The metadata may be information to be used for describing a scene to be presented
in a virtual space (three-dimensional sound field). Here the scene is a term indicating
an aggregate of all elements representing three-dimensional videos and acoustic events
in the virtual space which are modeled by acoustic reproduction system 100 using the
metadata. In other words, the metadata here may contain not only information used
to control acoustic processing, but also information used to control video processing.
The metadata may certainly contain information used to control either the acoustic
processing or the video processing, or may contain information used to control both
the acoustic processing and the video processing. In the present disclosure, a bitstream
to be obtained by acoustic reproduction system 100 may include the above-described
metadata. Alternatively, acoustic reproduction system 100 may obtain metadata alone,
separately from a bitstream, as will be described later.
[0108] Acoustic reproduction system 100 performs acoustic processing on a sound signal,
using metadata included in a bitstream and additionally-obtained interactive positional
information, etc. of user 99, to produce a virtual acoustic effect. For example, an
acoustic effect, such as early reflection sound generation, late reverberation generation,
diffracted sound generation, a distance attenuation effect, localization, sound image
localization processing, or the Doppler effect, may be added. Moreover, as metadata,
information to switch ON and OFF all or some of the acoustic effects may be added.
[0109] Note that all or some of information items contained in metadata may be obtained
from sources other than a sound information bitstream. For example, either metadata
that controls a sound or metadata that controls a video may be obtained from a source
other than the bitstream or both of these metadata items may be obtained from sources
other than the bitstream.
[0110] When metadata that controls a video is included in a bitstream to be obtained by
acoustic reproduction system 100, acoustic reproduction system 100 may include a function
of outputting the metadata that can be used to control the video to a display device
that displays images or a three-dimensional video reproduction device that reproduces
three-dimensional videos.
[0111] As one example, encoded metadata contains (i) information pertaining to a three-dimensional
sound field that includes a sound source object that emits a sound and an obstruction
object and (ii) information pertaining to a predetermined localization position at
which a sound image of the sound is localized in the three-dimensional sound field
(i.e., to cause the sound to be perceived as a sound arriving from the predetermined
direction). The obstruction object here is an object that may affect a sound to be
perceived by user 99 by, for example, blocking and reflecting the sound during a time
period before the sound emitted by the sound source object arrives at user 99. The
obstruction object may include, other than a stationary object, an animal such as
a human or a mobile object such as a machine. In addition, when a plurality of sound
source objects are present in a three-dimensional sound field, these sound source
objects may be obstruction objects for an optional sound source object. Both non-sound-emitting
sound source objects, such as building materials and inanimate objects, and sound
source objects that emit sounds may also be obstruction objects.

-- Written instruction 1 --
Please rewrite the acoustic metadata passage starting with "The metadata may be" and going on through "control video processing.", renaming "virtual space" to "simulated space" wherever it occurs.

-- Material for this task --
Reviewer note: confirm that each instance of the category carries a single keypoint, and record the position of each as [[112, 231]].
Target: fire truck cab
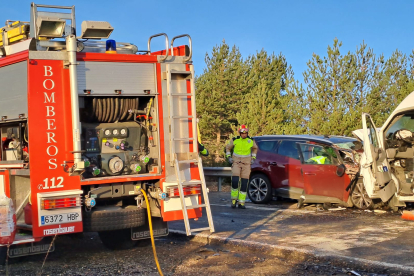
[[87, 124]]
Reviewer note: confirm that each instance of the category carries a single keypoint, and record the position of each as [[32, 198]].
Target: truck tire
[[117, 239], [108, 218]]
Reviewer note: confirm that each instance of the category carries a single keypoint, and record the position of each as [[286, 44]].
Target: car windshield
[[404, 122], [317, 154]]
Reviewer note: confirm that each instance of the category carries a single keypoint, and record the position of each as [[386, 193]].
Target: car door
[[319, 167], [375, 157], [286, 169], [267, 160]]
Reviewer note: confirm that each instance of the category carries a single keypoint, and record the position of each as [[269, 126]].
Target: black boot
[[233, 203]]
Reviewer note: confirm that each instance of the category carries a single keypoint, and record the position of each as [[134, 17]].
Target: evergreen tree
[[262, 108], [219, 92]]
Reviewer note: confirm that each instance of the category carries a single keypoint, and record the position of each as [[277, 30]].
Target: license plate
[[60, 218]]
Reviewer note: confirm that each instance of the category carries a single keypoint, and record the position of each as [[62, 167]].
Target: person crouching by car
[[244, 154]]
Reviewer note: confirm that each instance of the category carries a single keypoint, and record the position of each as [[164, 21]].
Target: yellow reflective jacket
[[242, 148]]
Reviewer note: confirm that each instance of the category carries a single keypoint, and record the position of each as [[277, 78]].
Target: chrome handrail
[[166, 44], [189, 42]]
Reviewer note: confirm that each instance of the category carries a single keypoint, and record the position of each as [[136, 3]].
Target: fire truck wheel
[[117, 239], [108, 218]]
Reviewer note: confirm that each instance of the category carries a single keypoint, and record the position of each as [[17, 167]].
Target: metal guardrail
[[220, 172]]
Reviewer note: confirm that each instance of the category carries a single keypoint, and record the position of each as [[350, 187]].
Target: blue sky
[[294, 28]]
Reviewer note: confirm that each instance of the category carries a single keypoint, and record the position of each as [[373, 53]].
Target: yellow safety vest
[[242, 147]]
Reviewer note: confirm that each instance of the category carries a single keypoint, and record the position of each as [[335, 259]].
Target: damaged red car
[[310, 169]]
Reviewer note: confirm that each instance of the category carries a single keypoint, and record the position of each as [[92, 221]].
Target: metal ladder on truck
[[193, 157]]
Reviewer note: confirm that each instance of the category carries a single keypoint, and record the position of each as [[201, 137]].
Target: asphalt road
[[274, 239], [370, 238]]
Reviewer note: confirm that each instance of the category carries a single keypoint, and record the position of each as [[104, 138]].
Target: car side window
[[268, 146], [318, 154], [289, 149]]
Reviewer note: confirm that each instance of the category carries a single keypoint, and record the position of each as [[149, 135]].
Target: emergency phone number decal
[[52, 183]]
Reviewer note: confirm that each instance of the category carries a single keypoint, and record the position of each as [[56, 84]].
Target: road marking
[[288, 248]]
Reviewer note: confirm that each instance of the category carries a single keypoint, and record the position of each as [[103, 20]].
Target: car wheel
[[360, 198], [259, 189]]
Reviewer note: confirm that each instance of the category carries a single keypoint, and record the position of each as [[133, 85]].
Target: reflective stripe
[[243, 147], [234, 193], [238, 155], [242, 197]]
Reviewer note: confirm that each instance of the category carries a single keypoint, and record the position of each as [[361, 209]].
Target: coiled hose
[[152, 232]]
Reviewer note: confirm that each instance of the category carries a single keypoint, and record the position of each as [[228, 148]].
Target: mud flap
[[388, 191], [33, 248], [159, 227], [395, 203]]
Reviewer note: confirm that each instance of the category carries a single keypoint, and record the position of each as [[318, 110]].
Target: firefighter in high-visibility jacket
[[244, 154]]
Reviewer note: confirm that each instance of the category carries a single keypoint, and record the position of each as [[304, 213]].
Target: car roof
[[329, 140]]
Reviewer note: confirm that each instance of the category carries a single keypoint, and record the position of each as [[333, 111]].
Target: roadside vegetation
[[262, 92]]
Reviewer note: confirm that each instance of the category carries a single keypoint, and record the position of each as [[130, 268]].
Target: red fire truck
[[88, 125]]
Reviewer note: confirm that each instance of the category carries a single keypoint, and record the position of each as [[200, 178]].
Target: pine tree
[[219, 91], [262, 109]]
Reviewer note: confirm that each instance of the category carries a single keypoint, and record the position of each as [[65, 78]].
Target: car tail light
[[58, 203], [188, 190]]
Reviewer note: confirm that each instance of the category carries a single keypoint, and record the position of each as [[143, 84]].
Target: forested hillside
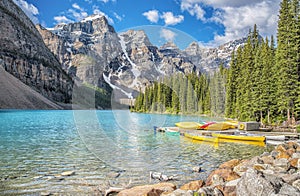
[[262, 83]]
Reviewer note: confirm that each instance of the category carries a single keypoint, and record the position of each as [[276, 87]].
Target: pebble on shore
[[274, 173]]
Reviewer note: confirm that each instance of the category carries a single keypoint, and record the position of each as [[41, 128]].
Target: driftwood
[[161, 177], [111, 190]]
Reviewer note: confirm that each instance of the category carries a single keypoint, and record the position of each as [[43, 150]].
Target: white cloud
[[62, 19], [118, 17], [194, 10], [170, 19], [238, 20], [30, 10], [78, 14], [96, 10], [106, 1], [76, 6], [237, 16], [152, 15], [167, 34], [89, 1], [219, 3]]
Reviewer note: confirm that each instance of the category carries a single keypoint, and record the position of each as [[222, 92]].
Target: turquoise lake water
[[103, 148]]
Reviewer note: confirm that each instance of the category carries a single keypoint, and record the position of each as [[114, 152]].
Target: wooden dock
[[287, 135]]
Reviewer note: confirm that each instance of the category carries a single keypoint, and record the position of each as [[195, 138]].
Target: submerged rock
[[210, 191], [256, 183], [194, 185], [68, 173], [226, 174], [197, 169], [230, 164], [281, 165], [148, 189]]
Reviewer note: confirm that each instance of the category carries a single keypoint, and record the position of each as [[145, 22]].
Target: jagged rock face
[[93, 52], [84, 48], [209, 59], [24, 55]]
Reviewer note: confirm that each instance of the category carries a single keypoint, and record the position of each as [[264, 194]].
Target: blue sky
[[209, 22]]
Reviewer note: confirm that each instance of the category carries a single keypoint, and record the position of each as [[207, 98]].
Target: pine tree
[[231, 88], [175, 94], [286, 61]]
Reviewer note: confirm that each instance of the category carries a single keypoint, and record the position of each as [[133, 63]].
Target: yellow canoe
[[188, 125], [201, 138], [220, 126], [239, 137], [255, 143], [233, 123]]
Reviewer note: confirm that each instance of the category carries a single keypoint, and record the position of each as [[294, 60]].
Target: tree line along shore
[[261, 84]]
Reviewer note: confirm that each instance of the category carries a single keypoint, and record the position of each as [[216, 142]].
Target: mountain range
[[91, 52]]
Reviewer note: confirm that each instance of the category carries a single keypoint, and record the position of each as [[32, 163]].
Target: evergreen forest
[[262, 82]]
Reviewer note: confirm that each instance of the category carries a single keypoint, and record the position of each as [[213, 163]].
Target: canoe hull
[[188, 125], [239, 137], [201, 138]]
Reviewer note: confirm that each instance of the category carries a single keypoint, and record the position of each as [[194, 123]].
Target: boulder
[[281, 165], [290, 151], [254, 182], [294, 162], [287, 189], [296, 155], [260, 167], [267, 160], [226, 174], [227, 190], [210, 191], [298, 149], [148, 189], [68, 173], [232, 182], [292, 145], [296, 184], [290, 178], [193, 185], [179, 192], [230, 164], [281, 148], [197, 169], [284, 155], [274, 154], [268, 171], [245, 164]]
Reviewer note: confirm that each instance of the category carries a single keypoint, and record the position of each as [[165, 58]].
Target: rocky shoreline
[[274, 173]]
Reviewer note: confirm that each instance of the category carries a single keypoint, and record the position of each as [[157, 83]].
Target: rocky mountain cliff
[[24, 55], [94, 53]]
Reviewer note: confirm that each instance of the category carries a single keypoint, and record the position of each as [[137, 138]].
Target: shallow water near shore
[[102, 147]]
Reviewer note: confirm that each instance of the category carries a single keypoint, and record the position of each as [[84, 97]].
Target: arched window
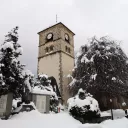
[[69, 50], [66, 48], [46, 49], [51, 48]]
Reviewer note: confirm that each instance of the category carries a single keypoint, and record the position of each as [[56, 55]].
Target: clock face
[[49, 36], [66, 37]]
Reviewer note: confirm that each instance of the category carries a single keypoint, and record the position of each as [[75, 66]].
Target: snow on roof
[[73, 81], [44, 75], [37, 90]]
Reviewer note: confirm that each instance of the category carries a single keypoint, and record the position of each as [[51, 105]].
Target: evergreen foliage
[[12, 78], [101, 67]]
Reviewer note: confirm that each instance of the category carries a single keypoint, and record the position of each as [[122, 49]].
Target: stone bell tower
[[56, 55]]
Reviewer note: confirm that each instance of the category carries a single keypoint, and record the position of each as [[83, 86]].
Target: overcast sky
[[85, 18]]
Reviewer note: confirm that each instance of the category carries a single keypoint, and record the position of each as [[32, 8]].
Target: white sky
[[85, 18]]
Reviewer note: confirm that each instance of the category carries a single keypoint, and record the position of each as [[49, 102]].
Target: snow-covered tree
[[12, 78], [83, 106], [43, 83], [101, 67]]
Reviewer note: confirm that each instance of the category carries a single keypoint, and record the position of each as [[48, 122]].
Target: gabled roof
[[56, 25]]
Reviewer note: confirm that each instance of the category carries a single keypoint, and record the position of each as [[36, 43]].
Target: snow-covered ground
[[34, 119]]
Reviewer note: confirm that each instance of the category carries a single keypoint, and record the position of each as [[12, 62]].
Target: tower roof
[[56, 25]]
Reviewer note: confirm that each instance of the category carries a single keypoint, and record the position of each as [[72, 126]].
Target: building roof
[[56, 25]]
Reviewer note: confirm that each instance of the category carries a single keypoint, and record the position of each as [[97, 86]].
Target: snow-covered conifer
[[102, 67]]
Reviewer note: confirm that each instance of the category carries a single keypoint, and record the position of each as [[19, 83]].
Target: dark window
[[66, 48], [46, 49], [51, 48], [69, 50]]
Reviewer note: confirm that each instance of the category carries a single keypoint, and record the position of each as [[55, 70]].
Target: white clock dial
[[49, 36], [66, 37]]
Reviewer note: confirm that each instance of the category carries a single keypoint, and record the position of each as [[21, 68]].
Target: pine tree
[[10, 67], [101, 67]]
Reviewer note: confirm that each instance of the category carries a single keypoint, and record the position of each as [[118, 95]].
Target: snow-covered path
[[34, 119]]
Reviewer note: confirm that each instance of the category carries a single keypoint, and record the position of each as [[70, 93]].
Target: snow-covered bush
[[83, 106], [43, 85]]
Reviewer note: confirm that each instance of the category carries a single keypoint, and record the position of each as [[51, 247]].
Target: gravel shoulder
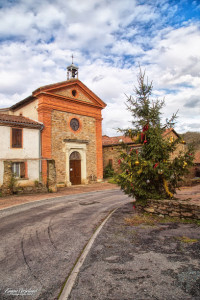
[[141, 262]]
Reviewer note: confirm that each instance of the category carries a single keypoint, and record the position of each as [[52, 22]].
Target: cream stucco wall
[[29, 152], [29, 111]]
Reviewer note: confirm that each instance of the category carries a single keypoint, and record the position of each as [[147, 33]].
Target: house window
[[16, 138], [19, 169]]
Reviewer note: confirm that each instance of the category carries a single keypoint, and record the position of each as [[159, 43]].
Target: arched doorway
[[75, 168]]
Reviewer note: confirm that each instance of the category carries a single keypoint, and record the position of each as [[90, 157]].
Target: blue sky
[[109, 40]]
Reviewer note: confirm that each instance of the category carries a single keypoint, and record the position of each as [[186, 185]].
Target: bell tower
[[72, 71]]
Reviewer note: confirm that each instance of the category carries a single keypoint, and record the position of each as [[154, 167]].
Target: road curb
[[72, 277]]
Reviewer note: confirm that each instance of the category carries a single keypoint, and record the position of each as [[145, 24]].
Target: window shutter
[[16, 138], [22, 170]]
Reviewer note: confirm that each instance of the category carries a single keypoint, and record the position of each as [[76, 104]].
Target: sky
[[109, 40]]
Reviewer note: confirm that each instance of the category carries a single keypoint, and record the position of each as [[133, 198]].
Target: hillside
[[192, 137]]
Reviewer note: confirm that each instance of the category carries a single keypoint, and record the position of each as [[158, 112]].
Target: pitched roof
[[20, 121], [50, 87]]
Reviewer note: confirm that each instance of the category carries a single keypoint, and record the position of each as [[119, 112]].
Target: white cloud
[[108, 39]]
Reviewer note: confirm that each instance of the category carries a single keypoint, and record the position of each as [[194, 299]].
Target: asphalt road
[[41, 241]]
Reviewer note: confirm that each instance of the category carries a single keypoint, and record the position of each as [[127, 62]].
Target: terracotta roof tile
[[18, 121]]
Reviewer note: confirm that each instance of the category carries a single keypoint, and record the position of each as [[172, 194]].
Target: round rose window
[[74, 124]]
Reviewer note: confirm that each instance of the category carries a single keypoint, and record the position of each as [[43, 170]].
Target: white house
[[20, 143]]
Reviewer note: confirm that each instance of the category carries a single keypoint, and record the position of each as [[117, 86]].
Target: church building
[[70, 114]]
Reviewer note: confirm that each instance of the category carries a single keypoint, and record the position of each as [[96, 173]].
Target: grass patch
[[112, 180], [152, 220], [185, 239]]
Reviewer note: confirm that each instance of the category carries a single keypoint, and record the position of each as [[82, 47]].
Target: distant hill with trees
[[192, 137]]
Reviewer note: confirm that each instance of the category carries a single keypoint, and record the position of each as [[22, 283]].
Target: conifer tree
[[151, 171]]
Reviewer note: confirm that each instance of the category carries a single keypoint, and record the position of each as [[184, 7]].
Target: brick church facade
[[72, 128]]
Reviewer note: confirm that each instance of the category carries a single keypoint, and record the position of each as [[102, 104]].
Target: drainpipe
[[40, 151]]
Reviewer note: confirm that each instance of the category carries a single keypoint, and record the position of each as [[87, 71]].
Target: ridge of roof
[[19, 120]]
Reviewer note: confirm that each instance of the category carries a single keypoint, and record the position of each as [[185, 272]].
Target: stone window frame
[[11, 138], [18, 175], [76, 93], [80, 124]]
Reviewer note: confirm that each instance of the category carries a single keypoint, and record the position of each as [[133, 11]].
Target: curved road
[[41, 241]]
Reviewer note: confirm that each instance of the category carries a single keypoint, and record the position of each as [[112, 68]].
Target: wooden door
[[75, 171]]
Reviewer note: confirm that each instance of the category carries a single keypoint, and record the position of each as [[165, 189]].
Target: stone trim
[[81, 149]]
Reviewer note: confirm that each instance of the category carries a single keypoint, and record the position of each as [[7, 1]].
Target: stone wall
[[111, 153], [12, 185], [171, 208], [61, 131], [8, 184], [51, 176]]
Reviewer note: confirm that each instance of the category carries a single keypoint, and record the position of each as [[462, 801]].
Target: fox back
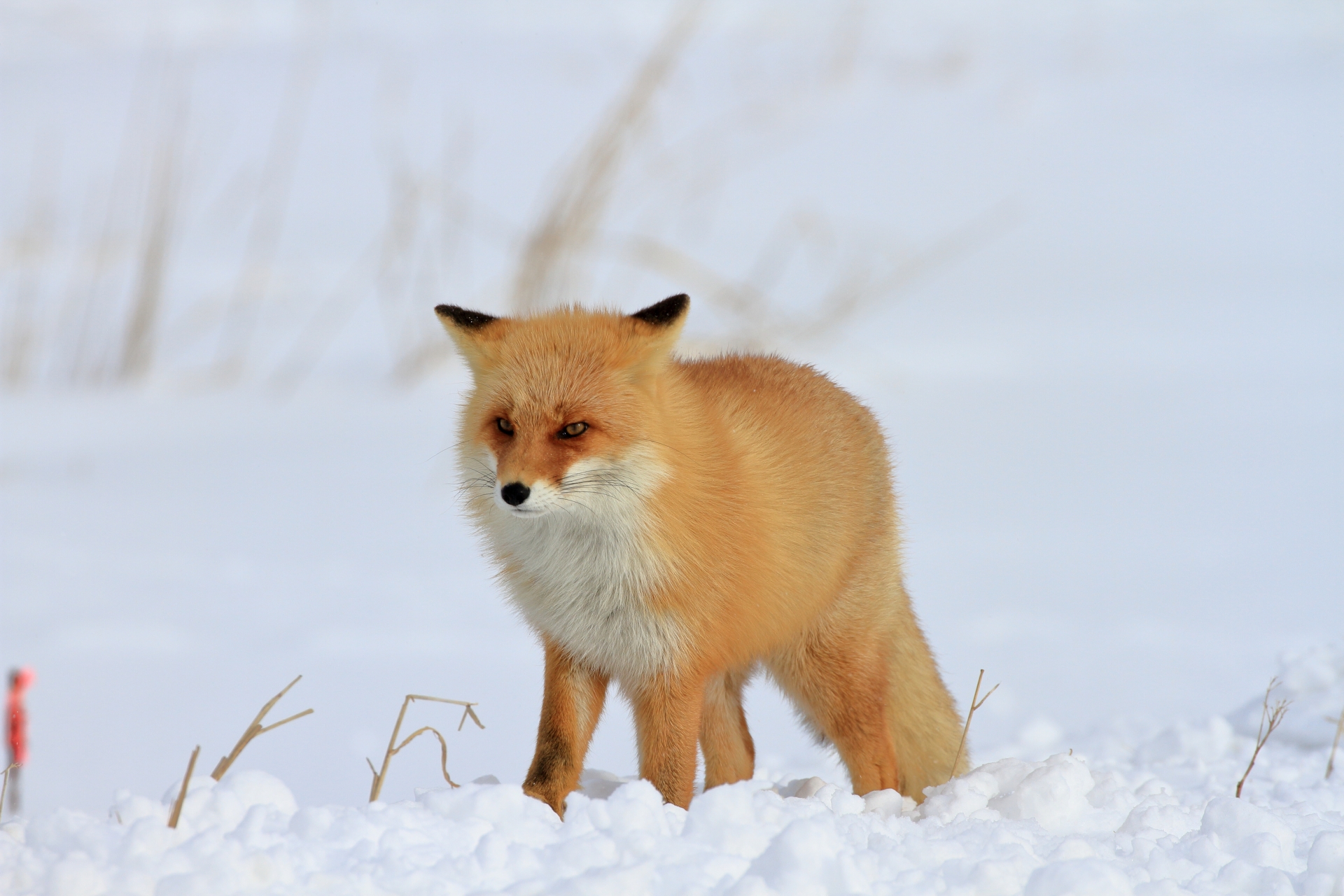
[[662, 520]]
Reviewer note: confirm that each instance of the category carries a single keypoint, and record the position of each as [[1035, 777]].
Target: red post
[[18, 729]]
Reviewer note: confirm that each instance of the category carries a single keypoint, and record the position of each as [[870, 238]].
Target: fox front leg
[[667, 726], [570, 708]]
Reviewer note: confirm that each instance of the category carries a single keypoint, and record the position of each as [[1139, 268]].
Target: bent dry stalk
[[971, 713], [182, 794], [1339, 729], [1270, 719], [393, 747], [4, 789], [255, 729]]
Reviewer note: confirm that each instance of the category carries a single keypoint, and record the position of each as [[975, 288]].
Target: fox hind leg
[[667, 724], [724, 739], [866, 680], [843, 695]]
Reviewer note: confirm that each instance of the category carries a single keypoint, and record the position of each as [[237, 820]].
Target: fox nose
[[515, 493]]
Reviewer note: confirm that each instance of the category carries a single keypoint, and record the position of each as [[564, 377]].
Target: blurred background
[[1084, 260]]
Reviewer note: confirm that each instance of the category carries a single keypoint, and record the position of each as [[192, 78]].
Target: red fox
[[678, 524]]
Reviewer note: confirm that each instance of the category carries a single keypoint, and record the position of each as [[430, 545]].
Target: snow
[[1112, 388], [1120, 814]]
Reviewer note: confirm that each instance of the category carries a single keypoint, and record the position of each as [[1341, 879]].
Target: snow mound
[[1151, 817]]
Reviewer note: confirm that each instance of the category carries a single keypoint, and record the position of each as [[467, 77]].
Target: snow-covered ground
[[1097, 250], [1126, 812]]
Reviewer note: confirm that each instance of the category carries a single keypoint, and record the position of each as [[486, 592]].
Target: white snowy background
[[1084, 260]]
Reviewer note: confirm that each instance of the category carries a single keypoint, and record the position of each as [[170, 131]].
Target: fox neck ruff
[[585, 573]]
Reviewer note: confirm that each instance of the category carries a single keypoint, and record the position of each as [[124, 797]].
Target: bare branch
[[255, 729], [393, 747], [4, 788], [1339, 729], [1270, 719], [971, 713], [182, 794]]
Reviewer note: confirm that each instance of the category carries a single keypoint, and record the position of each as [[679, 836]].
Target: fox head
[[566, 405]]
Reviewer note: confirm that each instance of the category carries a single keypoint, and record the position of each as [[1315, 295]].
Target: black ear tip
[[666, 312], [463, 317]]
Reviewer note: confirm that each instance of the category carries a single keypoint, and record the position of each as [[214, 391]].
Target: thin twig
[[1270, 719], [4, 788], [393, 748], [967, 727], [1339, 729], [182, 794], [255, 729]]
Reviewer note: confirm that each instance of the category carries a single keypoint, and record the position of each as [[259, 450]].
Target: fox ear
[[670, 312], [475, 333], [659, 326]]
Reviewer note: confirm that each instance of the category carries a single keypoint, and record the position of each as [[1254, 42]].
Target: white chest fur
[[582, 575]]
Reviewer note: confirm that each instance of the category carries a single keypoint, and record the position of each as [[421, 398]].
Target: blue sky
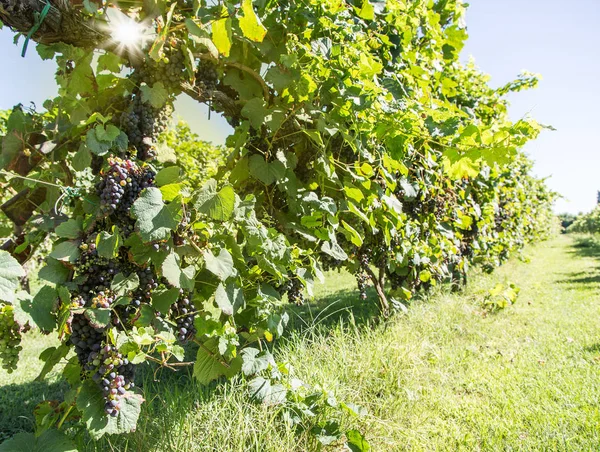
[[558, 39]]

-- Written instruction 2 --
Recast the rows as a JSON list of strings, one string per line and blank lines left out, starting with the line with "as [[228, 148]]." and going on through the line with "[[262, 92]]", both included.

-- Written response 1 --
The metadata may be information to be used for describing a scene to be presented
in a simulated space (three-dimensional sound field). Here the scene is a term indicating
an aggregate of all elements representing three-dimensional videos and acoustic events
in the simulated space which are modeled by acoustic reproduction system 100 using the
metadata. In other words, the metadata here may contain not only information used
to control acoustic processing, but also information used to control video processing.

-- Written response 2 --
[
  "Reviewer note: confirm that each instance of the category carries a single keypoint, and record the position of each as [[228, 148]].",
  "Target: mud flap",
  "[[388, 191], [33, 248], [159, 227], [395, 203]]",
  "Reviewer note: confirm that each instance of the category carries a single keypoint, and record the position of each as [[318, 110]].",
  "Target: firefighter in high-visibility jacket",
  "[[244, 154]]",
  "Reviewer note: confirm that each instance of the category carries a single keypoint, and record the position of each as [[304, 213]].",
  "Target: car roof",
  "[[329, 140]]",
  "Reviewer note: confirm that each instance of the category carries a single keypoint, and record the position of each as [[333, 111]].",
  "Target: roadside vegetation",
  "[[262, 92]]"
]